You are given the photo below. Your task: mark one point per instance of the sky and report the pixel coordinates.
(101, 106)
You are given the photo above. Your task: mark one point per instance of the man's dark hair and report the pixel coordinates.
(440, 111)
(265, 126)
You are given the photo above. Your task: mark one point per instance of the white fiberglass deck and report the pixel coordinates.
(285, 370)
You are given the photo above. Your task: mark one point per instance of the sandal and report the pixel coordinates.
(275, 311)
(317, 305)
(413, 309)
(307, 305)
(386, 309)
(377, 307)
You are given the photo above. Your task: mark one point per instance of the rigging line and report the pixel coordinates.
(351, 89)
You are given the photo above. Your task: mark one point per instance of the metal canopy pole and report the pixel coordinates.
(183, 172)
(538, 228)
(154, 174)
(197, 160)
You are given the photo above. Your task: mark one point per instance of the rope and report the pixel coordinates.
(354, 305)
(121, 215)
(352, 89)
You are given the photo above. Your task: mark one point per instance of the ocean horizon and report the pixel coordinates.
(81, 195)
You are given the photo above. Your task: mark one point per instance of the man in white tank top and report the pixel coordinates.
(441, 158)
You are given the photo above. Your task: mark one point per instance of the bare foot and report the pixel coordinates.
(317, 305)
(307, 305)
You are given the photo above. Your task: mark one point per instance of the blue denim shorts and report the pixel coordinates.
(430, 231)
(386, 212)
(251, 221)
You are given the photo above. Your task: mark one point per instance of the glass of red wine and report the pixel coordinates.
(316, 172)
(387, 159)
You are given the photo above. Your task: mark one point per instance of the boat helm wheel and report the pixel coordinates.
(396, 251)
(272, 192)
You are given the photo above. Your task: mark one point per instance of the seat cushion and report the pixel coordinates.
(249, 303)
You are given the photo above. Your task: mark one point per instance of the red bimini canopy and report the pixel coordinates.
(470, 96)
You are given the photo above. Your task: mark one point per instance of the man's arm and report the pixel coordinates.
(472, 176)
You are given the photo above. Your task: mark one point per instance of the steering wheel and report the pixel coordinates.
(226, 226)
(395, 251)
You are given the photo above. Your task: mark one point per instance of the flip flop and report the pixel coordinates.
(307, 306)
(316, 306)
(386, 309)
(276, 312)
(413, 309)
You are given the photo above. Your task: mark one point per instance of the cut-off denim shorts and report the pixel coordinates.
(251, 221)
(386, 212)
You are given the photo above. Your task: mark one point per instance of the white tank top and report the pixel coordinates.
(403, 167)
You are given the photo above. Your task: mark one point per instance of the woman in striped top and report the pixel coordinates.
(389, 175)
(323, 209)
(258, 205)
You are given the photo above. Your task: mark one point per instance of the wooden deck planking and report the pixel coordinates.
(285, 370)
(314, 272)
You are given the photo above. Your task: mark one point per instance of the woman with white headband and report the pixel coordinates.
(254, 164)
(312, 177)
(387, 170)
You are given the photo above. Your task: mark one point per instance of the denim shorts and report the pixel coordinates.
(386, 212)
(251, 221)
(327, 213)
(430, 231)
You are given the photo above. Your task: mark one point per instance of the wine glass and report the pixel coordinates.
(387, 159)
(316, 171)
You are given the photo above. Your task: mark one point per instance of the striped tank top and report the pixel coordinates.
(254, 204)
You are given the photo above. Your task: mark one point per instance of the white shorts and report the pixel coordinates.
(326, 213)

····················

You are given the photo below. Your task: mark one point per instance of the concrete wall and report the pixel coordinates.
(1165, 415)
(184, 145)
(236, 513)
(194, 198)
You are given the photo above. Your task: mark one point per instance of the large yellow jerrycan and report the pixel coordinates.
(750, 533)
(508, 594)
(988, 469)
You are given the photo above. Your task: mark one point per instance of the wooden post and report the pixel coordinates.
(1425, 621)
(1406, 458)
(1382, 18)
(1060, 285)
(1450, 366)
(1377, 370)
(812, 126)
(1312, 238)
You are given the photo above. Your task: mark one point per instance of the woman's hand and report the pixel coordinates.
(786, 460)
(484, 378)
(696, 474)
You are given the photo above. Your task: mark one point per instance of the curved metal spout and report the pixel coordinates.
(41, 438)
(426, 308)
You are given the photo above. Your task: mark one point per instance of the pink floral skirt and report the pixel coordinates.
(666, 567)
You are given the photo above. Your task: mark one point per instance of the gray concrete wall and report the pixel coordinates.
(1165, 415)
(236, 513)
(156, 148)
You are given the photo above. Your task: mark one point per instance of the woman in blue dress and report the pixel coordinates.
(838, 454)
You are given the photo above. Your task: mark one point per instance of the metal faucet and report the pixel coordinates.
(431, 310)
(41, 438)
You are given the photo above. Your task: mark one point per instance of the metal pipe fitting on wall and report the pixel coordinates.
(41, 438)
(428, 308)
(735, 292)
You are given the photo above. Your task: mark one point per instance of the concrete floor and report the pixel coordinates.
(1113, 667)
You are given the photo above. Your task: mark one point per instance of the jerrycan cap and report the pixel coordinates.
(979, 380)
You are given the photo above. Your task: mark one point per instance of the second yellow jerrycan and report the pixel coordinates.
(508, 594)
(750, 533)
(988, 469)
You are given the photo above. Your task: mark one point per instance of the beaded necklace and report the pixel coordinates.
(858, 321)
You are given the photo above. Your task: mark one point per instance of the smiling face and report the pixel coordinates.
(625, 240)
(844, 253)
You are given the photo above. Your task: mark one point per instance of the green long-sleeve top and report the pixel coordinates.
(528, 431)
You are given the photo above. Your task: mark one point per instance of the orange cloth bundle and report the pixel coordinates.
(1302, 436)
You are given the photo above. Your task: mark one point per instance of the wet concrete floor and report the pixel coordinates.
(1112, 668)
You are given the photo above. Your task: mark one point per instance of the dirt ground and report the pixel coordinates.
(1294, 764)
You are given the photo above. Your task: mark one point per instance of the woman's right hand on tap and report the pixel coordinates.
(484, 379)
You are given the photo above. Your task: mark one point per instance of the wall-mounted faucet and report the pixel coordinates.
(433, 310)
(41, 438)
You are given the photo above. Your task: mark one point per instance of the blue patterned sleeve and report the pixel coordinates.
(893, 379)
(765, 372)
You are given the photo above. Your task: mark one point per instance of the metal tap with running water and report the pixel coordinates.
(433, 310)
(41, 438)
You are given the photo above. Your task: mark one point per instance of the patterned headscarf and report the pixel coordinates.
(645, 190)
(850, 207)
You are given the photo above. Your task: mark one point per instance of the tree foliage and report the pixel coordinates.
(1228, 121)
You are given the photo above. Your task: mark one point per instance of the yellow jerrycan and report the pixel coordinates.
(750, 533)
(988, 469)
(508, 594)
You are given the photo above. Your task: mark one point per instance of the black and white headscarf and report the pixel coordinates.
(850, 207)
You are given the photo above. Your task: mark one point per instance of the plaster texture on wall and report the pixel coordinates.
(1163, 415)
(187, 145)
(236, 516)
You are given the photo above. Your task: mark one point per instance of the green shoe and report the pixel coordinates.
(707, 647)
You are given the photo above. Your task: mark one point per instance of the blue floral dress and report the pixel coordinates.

····················

• Exercise goal
From the records above, transcribe without alteration every line from the one with "white headscarf and report the pixel coordinates." to the one with "floral dress and report the pixel coordinates.", inclusive.

• Response to the exercise
You are given the photo above. Your task: mark one point per instance of the black and white headscarf and report the pixel coordinates.
(850, 207)
You are given the photo above. Your task: mark one point per instance of the plaster texture on wall and report the pixel coordinates.
(1163, 415)
(187, 145)
(236, 516)
You are given the photo above. Your task: mark one point per instance of the green shoe and report the pixel coordinates.
(707, 647)
You are given the photo above. Your task: mark one point per instance of the blue floral dress and report the pixel coordinates.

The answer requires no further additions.